◆ **EXERCÍCIO**
Continue o texto sobre o papel da universidade na pandemia a partir da última frase apresentada.

═════ TEXTO FORNECIDO

Pandemia ontem, hoje e amanhã: o papel da universidade no território
A universidade é necessária em uma sociedade que busca o seu progresso e seu desenvolvimento integral. A instituição universitária é secular e ao longo desses séculos houveram diversos momento de transformações. A universidade como a conhecemos hoje surgiu no Brasil no início do século XX e constitucionalmente hoje possui como princípios a autonomia didático-científica, administrativa e de gestão patrimonial e financeira, bem como é caracterizada pelos princípios indissociáveis entre ensino, pesquisa e extensão (art. 207, CF de 1988).
Penso que a atual pandemia do coronavírus patenteou as pandemias que "ontem" já existiam, isto é, as múltiplas desigualdades, a pobreza e a fome historicamente perdurantes no contexto mundial, nacional e local. A pandemia presente mostrou que o futuro não será o mesmo. O "amanhã" pós pandemia exigirá um novo modo de pensar na sociedade e nela agir. Aí se inclui o importante papel da universidade no território onde está inserida. De igual modo penso que no atual contexto a universidade também terá que ter atitudes diferentes para lidar com o futuro.
Comparo a universidade a um "braço" que auxilia a sociedade - a qual a sociedade é o corpo e a universidade dela faz parte. E como membro e parte da sociedade penso que a universidade também terá que ter atitudes para lidar com o futuro pós pandemias do Covid-19.
A universidade pensada pelos escritores Boaventura de Souza Santos e Naomar Almeida Filho no livro A Universidade no século XXI: para uma universidade nova (2008) em que discutem uma ampla reforma na arquitetura acadêmica do ensino superior do presente século baseado na interdisciplinaridade e/ou na transdisciplinaridade no contexto dos atuais modelos de universidade no mundo e no Brasil dialoga perfeitamente com um recente artigo intitulado O século XXI começa nesta pandemia (2020), da historiadora paulista Lilia Schwarcz.
Naomar e Boaventura especialmente no primeiro capitulo do livro discutem três crises presentes na universidade atual: a crise hegemônica; a crise de legitimidade; e a crise institucional pelas quais as universidades passam e dão caminhos para o enfrentamento. Já em seu artigo Schwarcz analisa a atual crise do coronavírus no Brasil e no mundo a argumentar que o século XXI está começando de fato agora, pós pandemia; ou seja, que um pequeno microrganismo foi capaz de parar o mundo, e que a tão creditada tecnologia humana não foi capaz de detê-lo.

══════════
═════ CONTEÚDO DOS DADOS

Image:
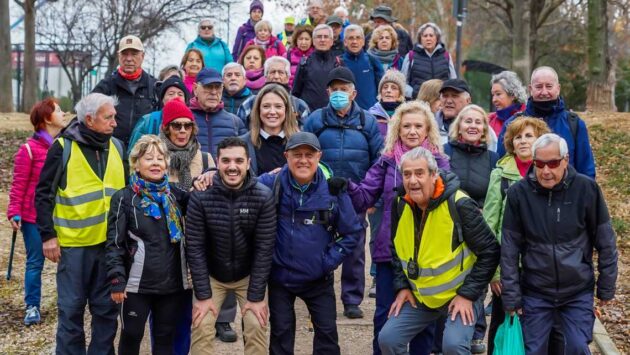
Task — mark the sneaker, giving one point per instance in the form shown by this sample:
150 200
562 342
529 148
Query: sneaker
372 292
225 333
352 311
32 315
477 346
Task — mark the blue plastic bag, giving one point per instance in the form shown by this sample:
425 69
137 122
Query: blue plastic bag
509 337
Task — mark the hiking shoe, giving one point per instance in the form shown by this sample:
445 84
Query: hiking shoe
372 292
32 315
477 346
225 333
352 311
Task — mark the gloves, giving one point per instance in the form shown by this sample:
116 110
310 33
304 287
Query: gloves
337 185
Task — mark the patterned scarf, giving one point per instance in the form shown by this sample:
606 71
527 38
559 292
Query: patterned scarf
155 195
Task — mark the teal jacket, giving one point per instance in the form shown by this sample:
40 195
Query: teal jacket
215 54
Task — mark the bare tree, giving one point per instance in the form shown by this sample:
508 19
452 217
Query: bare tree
6 87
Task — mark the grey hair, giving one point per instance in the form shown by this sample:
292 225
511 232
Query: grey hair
278 59
353 28
549 138
232 65
89 105
419 153
436 29
512 85
324 27
545 68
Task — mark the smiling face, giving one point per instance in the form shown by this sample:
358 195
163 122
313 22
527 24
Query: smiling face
418 181
233 165
471 127
151 166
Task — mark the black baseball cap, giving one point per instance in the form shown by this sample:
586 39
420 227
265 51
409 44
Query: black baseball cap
458 85
342 74
303 138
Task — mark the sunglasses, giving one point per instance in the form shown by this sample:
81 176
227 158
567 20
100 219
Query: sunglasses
179 125
552 164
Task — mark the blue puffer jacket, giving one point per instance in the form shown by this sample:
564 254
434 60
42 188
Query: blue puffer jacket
349 150
305 250
215 54
580 152
215 126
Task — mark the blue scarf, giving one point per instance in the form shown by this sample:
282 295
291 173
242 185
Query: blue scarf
155 195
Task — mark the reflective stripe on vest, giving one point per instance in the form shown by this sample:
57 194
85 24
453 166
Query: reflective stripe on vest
80 214
441 270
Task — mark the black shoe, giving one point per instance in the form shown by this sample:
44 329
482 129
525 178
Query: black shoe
352 311
225 333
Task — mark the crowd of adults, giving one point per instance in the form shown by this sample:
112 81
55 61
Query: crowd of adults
249 176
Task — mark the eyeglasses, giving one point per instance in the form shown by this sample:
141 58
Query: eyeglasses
552 164
179 125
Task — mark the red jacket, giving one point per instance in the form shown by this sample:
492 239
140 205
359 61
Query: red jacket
25 178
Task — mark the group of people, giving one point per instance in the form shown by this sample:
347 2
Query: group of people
250 176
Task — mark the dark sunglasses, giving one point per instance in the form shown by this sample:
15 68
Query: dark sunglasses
552 164
178 126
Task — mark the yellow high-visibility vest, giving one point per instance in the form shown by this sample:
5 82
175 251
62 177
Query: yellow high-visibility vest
80 214
441 269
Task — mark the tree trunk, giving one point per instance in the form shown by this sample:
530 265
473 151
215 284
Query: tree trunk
6 85
521 59
600 89
31 81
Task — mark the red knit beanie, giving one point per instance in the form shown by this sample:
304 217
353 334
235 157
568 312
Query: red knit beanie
173 110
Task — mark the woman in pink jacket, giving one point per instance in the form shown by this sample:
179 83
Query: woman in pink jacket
47 119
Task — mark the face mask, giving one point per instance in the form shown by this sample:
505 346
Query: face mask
339 100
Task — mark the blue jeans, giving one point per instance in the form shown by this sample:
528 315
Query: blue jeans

══════════

◆ **EXERCÍCIO RESOLVIDO**
Nas duas obras, portanto, mesmo que sejam temáticas e tempo distantes os autores expõem suas ideias acerca dos acontecimentos do presente século e o que é preciso fazer para superá-los. Em suma os dois pensamentos se cruzam quando pensam em um novo modo de pensar o futuro. O primeiro pensa em um futuro de uma "nova universidade", e o segundo pensa em um futuro posterior a atual pandemia, em que o século XXI começa agora, em que o mundo e as sociedade precisam rever seus conceitos, valores e prioridades. Foço esse paralelo entre os pensamentos para afirmar que é urgentemente necessário então pensar em um futuro pós pandemias.
De igual modo as universidades como produtoras de ciência e formação humana não estão excluídas do processo. Não obstante possuem um importante papel neste processo em visa ao ''século XXI''. Pois como disse a universidade é um braço e um vetor para o desenvolvimento e progresso social e humano. As ferramentas creio que ela já possui, a tríade ensino-pesquisa-extensão. Indissociáveis, os componentes da tríade são essenciais não só para a formação do estudante - o ensino e a pesquisa -, mas sobretudo para benefício da comunidade local através da extensão e pesquisa.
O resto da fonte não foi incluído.